+++ Source document

The five-year study, scheduled to begin later this month, is designed to determine whether the osteoporosis prevention drug raloxifene is as effective in reducing the chance of developing breast cancer as tamoxifen has been.
Tamoxifen was shown to reduce the chance of developing breast cancer by about half in a nationwide study of over 13,000 pre-menopausal and postmenopausal women. St. Francis and Southeast also participated in that trial. The two hospitals saw about 17 women as part of that study.
Mattingly and Hileman hope for more participants this time.
In the first study, half of the participants nationwide received a placebo.
This time, all the participants will receive an anti-cancer drug, either tamoxifen or raloxifene. Hileman said that might encourage more area women to participate in the study.
While tamoxifen helped reduce the risk of breast cancer in some women, the previous study found there was an increased risk of developing cancer in the lining of the uterus.
The new study will look at raloxifene to see if it might be a safer and better drug in the battle to prevent breast cancer, Sides said.
Raloxifene was approved in December 1997 by the Federal Drug Administration as a medicine for the prevention of osteoporosis. The drug has been used in clinical trials for about five years.
Tamoxifen has been FDA-approved for the treatment of breast cancer for more than 20 years and has been in clinical trials for about 30 years, medical experts say.
Sides such much of the cancer research in the world takes place in the United States.
"In a real sense, people need to understand we do much of this for the world," he said.
The latest study and other studies could provide a wealth of data that could help prevent breast cancer, said Sides.
Women who volunteer for the study will be asked to fill out a risk assessment form. The forms will be sent to the breast project organization, based out of the University of Pittsburgh.
"They determine if the women are qualified," said Mattingly.

++++++
+++ Data segment

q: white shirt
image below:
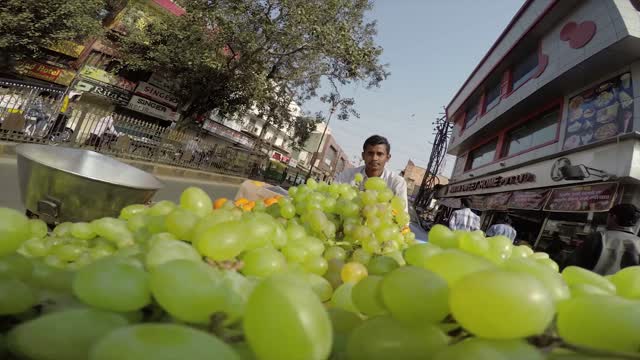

++++++

Rewrite the breast cancer study article between "In the first" and "in the study.", inclusive, substituting "sugar pill" for "placebo". Nothing in the lines is needed for the work here.

§ Output for this task
In the first study, half of the participants nationwide received a sugar pill.
This time, all the participants will receive an anti-cancer drug, either tamoxifen or raloxifene. Hileman said that might encourage more area women to participate in the study.